◆ Task to complete ◆
Pick out each line in the items below that contains the string "positive", matching case exactly, and copy those lines unchanged.

◆ Data under study ◆
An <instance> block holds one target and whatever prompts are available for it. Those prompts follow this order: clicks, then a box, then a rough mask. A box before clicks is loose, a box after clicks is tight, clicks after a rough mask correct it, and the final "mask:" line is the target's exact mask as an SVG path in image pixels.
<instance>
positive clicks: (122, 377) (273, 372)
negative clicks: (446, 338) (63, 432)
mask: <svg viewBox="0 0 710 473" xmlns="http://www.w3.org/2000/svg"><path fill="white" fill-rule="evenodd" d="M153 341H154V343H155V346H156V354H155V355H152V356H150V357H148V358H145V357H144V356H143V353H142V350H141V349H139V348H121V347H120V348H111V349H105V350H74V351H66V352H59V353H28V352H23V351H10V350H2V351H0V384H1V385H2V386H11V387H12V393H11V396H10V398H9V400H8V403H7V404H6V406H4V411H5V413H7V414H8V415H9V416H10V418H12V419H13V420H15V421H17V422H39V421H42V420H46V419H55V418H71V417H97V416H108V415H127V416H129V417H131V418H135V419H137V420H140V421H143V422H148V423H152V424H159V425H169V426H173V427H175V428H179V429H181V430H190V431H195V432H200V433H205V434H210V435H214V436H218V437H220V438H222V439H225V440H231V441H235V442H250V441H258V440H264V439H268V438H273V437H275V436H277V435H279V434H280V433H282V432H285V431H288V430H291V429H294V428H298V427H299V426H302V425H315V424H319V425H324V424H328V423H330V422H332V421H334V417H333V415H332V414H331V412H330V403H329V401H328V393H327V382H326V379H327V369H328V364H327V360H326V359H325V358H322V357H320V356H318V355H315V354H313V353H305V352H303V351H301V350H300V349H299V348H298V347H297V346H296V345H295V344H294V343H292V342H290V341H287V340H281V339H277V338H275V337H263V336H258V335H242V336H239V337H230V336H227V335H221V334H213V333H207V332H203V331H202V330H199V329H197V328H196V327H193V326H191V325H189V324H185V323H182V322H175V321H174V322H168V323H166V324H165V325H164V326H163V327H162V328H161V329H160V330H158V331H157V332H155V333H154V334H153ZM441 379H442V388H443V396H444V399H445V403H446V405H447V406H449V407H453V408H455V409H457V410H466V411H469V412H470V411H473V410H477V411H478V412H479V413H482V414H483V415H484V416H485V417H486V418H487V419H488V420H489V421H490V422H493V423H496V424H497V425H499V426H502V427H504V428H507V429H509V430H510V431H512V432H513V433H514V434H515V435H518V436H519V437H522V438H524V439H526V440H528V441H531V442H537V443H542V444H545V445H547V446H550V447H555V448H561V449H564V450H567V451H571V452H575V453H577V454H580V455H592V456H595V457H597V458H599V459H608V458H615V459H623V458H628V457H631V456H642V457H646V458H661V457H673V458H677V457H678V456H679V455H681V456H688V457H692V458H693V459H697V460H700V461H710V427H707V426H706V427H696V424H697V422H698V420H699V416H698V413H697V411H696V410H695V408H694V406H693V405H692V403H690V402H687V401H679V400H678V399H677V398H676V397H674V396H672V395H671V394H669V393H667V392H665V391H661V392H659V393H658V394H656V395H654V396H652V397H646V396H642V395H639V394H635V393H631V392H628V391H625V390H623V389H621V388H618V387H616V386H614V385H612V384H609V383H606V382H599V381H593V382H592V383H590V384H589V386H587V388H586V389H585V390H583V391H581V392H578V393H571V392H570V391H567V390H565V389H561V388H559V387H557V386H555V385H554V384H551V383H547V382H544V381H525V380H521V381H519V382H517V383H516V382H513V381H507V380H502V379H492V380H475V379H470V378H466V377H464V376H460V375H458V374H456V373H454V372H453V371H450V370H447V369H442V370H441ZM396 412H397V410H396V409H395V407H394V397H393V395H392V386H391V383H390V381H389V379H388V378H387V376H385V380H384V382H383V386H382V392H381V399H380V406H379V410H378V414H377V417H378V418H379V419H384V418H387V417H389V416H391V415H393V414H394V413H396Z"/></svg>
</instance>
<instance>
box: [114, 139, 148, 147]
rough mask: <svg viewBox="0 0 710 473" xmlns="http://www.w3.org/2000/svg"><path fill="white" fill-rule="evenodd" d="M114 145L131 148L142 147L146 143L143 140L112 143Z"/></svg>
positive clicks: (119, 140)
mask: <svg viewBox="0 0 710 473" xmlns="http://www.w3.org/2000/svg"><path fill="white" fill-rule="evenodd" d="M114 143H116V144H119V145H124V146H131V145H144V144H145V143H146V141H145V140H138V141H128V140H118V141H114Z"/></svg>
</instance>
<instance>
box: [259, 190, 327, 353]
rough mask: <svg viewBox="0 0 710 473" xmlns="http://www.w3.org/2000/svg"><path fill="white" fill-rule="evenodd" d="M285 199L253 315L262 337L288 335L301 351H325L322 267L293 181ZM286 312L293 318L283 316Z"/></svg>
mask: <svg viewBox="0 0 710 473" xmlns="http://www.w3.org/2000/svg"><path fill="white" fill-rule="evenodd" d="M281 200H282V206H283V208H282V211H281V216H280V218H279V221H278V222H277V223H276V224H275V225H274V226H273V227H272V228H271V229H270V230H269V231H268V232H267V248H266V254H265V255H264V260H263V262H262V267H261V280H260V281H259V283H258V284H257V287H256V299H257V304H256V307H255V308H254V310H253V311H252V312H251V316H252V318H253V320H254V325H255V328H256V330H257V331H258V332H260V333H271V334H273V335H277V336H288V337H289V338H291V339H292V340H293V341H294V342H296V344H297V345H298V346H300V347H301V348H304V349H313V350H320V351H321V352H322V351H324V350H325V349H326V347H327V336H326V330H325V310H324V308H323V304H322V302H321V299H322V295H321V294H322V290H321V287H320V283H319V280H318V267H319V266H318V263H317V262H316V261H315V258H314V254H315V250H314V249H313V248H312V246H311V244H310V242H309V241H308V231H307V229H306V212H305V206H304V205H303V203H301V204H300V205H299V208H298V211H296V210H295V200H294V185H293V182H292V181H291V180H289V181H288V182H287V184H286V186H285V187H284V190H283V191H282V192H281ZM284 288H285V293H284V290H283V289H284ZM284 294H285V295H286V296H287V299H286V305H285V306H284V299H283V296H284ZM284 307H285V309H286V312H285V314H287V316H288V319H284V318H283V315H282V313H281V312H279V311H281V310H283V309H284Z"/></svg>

◆ Answer to this problem ◆
positive clicks: (122, 377) (273, 372)
positive clicks: (119, 140)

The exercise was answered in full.